**Passage given**
"Can Quantum Chaos Be a Resource for Quantum Control?"

"Can Quantum Chaos Be a Resource for Quantum Control?"



In classical mechanics chaos is associated with unpredictability and thermalization, hence, the nemesis of control.   However, the field of controlling classical chaos shows that under some circumstances systems can be steered very efficiently using small perturbations due to the presence of exponential instability and ergodicity.  A natural question to ask would be, `is there an analogous quantum mechanical control process.  A  rather straightforward starting point is to construct a quantum version of Ott, Grebogi, and Yorke’s classical targeting, which is the very weakly perturbative process of using the system’s extreme sensitivity to initial conditions in order to arrive at a predetermined target state.  We performed this construction in a couple of ways and applied it to both the quantum kicked rotor and the Bose-Hubbard model in chaotic dynamical regimes.  While quite interesting, these techniques suppress quantum interference effects, are currently limited to localized states in single particle and bosonic many-body systems, and end up effectively simulating classically chaotic trajectories.

A block of data

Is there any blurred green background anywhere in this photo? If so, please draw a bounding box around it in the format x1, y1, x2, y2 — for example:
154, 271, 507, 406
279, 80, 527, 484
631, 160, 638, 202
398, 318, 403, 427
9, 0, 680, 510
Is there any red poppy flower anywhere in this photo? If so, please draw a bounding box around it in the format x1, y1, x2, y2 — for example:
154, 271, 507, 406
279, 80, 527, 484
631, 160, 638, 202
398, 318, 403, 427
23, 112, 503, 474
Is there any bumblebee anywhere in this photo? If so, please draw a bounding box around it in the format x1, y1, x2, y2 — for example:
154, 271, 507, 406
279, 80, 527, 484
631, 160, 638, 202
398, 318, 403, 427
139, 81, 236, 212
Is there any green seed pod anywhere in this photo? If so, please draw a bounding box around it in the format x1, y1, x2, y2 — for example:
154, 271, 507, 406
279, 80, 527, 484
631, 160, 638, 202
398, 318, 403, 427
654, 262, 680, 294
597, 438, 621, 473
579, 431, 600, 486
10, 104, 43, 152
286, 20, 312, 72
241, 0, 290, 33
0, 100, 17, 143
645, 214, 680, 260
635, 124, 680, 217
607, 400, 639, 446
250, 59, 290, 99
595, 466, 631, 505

**The problem**
In the passage on quantum chaos and control, to which two systems was the quantum version of classical targeting applied? The entries come from a separate source and are unrelated to the passage.

**Exercise output**
The quantum kicked rotor and the Bose-Hubbard model, both in chaotic dynamical regimes.